REQUEST |
Carry the article on interstate tax issues for the Senate forward from its last paragraph.

DOCUMENT EXCERPT |
Now that the U.S. House of Representatives has advanced a bipartisan tax package, it goes to the Senate, where consideration will take time. Passing the bill in its current form would be the fastest way to deliver tax relief to individuals and businesses, but should the Senate decide to amend the House bill, they should evaluate some key interstate tax issues for inclusion.
- Set a minimum 30-day protection for interstate remote and mobile workers, where nonresidents have to be working in a state for more than 30 days before being subject to a state’s income tax filing and withholding obligations. Currently, most states technically require filing and even withholding of income tax from workers in the state for even one day of work. With most states giving full credits for taxes paid to other states, the result is a shell game with lots of additional compliance burdens and legal risk for taxpayers. The 30-day threshold is what states are now moving to, as we track in our annual Remote Obligations and Mobility (ROAM) Index. A 2021 version, the Mobile Workforce State Income Tax Simplification Act championed by Senators John Thune (R-SD) and Sherrod Brown (D-OH), earned unanimous support in the Senate in 2021, and similar versions passed the House by voice vote in 2012, 2015, and 2017.
- Reduce compliance costs on interstate retailers by codifying and expanding minimum Wayfair protections. Over 50,000 businesses remain out of compliance with the Supreme Court’s 2018 Wayfair decision that approved state sales tax collection on internet-based transactions. The justices in Wayfair applauded a South Dakota bill for its simplifications for retailers: one-step state-level tax administration for all sales tax jurisdictions in the state, no retroactive collection, and membership in the Streamlined Sales & Use Tax Agreement to make definitions and administration uniform (as well as provide free tax compliance software). Some states have built on these minimum standards (Texas, for instance, offers one combined state-local tax rate as an option in lieu of collecting for every jurisdiction), while others have fallen short (for example, NTUF sued Louisiana until they enacted legislation to modify their system). In Wayfair, the Supreme Court said Congress could flesh out the minimum protections touched on in the case, and Congress can still take up that invitation. The Senate Finance Committee held a hearing in mid-2022 to gather ideas, many of which had bipartisan support.

DATASET ENTRIES |
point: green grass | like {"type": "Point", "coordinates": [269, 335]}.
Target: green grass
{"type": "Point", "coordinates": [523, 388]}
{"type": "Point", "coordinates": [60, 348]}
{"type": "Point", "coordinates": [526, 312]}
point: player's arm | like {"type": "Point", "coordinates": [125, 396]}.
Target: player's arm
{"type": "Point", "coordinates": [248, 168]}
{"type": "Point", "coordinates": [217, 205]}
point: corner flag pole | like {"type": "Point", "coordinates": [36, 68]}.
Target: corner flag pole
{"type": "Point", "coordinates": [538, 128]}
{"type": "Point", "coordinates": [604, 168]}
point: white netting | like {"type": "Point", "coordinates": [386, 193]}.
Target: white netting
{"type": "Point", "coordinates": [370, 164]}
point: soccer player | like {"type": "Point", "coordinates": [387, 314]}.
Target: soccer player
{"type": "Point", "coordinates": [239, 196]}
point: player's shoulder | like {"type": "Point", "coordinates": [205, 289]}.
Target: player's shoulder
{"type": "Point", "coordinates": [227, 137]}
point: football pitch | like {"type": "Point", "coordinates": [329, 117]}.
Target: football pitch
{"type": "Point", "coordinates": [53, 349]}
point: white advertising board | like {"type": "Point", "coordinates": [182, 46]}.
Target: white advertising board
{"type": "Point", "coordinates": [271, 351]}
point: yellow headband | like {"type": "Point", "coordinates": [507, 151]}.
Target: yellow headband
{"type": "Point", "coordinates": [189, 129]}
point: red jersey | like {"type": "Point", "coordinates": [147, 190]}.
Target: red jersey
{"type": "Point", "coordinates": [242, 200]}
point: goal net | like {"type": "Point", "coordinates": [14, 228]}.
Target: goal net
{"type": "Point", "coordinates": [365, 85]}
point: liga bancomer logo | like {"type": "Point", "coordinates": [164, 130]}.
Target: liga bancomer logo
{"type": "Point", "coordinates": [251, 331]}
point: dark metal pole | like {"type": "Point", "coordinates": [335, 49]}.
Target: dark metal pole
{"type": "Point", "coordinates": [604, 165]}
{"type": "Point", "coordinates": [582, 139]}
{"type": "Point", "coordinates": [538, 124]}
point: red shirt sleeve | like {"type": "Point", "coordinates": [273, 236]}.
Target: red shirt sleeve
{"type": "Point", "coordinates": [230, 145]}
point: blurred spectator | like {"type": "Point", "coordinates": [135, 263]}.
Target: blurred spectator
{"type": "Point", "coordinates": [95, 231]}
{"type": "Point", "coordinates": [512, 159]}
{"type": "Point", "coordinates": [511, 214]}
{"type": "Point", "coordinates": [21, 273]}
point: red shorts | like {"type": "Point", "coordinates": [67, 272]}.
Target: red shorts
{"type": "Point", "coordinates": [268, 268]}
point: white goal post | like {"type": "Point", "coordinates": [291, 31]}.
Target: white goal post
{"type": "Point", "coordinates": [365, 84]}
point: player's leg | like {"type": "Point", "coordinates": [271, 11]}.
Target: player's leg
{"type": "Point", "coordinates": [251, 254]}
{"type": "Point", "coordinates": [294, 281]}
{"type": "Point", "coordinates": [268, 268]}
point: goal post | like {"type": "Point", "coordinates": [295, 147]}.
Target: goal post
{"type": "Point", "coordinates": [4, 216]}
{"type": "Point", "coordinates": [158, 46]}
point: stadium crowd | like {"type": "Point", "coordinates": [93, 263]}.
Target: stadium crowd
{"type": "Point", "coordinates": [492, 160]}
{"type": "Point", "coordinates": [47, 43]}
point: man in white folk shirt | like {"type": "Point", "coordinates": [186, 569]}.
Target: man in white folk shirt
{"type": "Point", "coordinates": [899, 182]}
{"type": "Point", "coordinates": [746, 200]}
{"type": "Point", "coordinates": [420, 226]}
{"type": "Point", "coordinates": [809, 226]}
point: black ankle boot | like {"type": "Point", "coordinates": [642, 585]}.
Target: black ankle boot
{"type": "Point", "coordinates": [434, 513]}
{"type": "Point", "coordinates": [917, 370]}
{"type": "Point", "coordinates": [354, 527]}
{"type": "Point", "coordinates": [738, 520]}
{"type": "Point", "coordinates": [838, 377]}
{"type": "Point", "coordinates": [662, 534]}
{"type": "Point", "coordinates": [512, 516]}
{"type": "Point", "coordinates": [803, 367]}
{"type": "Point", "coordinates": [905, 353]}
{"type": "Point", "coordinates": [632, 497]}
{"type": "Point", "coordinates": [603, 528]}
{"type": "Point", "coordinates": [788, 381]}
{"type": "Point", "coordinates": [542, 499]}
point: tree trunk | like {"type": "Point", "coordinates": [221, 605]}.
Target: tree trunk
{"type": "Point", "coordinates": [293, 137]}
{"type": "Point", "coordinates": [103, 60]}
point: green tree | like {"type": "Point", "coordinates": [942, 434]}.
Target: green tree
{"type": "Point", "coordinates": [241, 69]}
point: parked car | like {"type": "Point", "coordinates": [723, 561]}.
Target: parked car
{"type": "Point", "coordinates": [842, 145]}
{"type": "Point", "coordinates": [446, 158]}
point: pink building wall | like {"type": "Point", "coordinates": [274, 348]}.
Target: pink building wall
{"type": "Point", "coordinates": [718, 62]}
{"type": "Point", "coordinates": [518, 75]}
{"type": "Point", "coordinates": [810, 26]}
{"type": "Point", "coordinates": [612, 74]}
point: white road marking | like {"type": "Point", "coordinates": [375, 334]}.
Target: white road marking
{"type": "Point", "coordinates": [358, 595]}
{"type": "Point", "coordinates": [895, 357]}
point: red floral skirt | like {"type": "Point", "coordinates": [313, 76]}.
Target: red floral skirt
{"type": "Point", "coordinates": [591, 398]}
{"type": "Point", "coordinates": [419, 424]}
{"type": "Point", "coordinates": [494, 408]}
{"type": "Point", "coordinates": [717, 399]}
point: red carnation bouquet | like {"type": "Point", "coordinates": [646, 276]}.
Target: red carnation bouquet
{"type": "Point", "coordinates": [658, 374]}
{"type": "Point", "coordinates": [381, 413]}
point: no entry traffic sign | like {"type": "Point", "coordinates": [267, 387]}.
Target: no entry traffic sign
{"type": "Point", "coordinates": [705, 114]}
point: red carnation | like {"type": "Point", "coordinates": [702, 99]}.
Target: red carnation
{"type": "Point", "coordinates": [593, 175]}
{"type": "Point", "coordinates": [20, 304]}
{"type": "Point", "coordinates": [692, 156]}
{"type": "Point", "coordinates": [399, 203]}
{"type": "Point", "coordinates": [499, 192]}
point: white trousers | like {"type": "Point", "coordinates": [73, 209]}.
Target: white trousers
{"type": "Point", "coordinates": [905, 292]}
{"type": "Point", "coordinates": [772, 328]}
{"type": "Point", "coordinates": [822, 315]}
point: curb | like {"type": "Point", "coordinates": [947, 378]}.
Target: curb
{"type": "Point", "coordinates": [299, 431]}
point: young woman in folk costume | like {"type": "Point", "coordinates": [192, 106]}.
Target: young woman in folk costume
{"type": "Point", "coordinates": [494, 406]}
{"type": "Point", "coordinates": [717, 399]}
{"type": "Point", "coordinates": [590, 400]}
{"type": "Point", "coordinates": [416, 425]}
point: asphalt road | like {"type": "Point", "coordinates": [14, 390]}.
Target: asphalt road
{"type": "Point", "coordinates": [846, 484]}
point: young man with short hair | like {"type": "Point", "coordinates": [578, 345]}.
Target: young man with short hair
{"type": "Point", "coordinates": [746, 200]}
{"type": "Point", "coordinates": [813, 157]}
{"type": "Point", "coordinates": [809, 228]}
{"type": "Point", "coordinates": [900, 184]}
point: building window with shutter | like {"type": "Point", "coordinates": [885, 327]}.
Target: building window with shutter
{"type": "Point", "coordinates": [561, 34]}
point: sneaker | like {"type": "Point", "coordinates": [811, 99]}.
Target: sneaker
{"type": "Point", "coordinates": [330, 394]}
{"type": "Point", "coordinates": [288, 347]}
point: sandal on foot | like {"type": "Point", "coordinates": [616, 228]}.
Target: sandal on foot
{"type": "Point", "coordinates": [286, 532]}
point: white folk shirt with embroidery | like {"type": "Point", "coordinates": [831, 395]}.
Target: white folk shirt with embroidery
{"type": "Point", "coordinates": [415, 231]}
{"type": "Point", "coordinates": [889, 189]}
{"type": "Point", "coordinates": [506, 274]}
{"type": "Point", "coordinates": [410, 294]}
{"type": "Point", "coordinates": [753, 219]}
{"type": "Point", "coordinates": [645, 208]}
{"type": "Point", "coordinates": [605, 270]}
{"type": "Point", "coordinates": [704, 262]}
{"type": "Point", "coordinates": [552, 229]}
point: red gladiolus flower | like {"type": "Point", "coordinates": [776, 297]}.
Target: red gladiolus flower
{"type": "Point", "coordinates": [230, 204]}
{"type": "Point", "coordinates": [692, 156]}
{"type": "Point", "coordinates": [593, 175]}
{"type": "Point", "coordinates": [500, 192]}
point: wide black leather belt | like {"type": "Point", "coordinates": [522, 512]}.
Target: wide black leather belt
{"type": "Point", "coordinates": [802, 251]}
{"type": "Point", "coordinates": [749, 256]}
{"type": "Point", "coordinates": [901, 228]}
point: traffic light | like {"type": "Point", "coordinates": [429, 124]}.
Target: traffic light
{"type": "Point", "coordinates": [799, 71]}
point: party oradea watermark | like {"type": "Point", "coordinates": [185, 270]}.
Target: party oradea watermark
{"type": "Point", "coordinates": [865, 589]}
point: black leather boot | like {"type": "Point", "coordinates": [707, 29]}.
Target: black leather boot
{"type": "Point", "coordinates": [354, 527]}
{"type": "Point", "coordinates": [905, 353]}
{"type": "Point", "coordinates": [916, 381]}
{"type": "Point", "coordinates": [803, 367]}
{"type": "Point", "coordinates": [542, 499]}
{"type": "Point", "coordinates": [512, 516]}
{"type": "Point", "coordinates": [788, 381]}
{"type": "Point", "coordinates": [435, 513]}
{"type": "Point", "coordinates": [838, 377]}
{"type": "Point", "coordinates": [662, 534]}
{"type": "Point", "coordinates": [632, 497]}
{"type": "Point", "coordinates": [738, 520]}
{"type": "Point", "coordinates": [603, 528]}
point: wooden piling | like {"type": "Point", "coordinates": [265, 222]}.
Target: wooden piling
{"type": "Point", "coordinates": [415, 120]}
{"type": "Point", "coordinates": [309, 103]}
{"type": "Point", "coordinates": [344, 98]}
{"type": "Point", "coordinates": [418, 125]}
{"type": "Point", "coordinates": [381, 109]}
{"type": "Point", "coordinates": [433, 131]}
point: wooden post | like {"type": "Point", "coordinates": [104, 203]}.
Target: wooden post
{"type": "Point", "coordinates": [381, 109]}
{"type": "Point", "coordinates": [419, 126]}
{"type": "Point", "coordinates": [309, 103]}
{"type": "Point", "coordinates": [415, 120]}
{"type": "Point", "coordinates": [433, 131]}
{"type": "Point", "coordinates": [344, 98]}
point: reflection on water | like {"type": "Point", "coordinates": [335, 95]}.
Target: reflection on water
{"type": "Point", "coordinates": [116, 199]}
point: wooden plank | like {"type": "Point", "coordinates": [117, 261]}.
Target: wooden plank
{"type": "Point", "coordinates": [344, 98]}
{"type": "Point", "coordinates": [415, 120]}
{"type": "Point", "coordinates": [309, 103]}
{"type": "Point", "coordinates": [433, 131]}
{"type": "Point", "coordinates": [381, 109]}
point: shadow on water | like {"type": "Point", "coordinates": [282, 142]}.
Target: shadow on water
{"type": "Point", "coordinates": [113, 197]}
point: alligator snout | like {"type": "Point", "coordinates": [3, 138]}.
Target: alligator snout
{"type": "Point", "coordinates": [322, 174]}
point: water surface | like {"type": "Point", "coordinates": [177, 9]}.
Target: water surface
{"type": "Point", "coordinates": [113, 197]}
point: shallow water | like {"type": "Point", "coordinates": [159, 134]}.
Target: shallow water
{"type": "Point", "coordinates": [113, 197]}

RESULT OF THIS EXERCISE |
- Update taxpayer protections in the “temporary” Interstate Income Act of 1959 (P.L. 86-272). In response to a Supreme Court ruling expanding state tax powers over businesses that solicit orders in multiple states, Congress enacted P.L. 86-272 in 1959 to reverse that ruling, promising future permanent legislation to define what types of activities make a company “present” for state business tax purposes. That has yet to happen, and in the meantime, many states (such as New York, Minnesota, and briefly California and Massachusetts) have decided any presence - even virtual, such as having websites accessible from the internet - means they can impose business taxes. One fix could be the Business Activity Tax Simplification Act (BATSA), which would restrict business taxes to companies with property or employees in the state. Another fix could define specific activities as protected from establishing taxable nexus, such as selling digital goods, offering remote repairs or software updates, contracting with marketplace facilitators, or generally ensuring the term “solicitation of orders” is not read narrowly as some states are trying to do. Either approach would prevent confusing and overlapping state-by-state economic nexus standards.
- Define uniform rules for which states get to tax digital transactions. If a taxpayer buys a digital song from a company based in California (and incorporated in Delaware), via their server in Utah, while at an airport in Illinois on their way back to their house in D.C., which state gets to impose sales tax on that transaction? If the decision is left up to each state to decide, they will all seek to tax it, catching the taxpayer in the middle of a very uncomfortable tug-of-war. Congress can set clear boundaries that prevent states from piling on multiple taxes. One version, the Digital Goods and Services Tax Fairness Act, has been sponsored by Senators John Thune (R-SD) and Ron Wyden (D-OR), with a House version passing committee in a bipartisan vote in 2015.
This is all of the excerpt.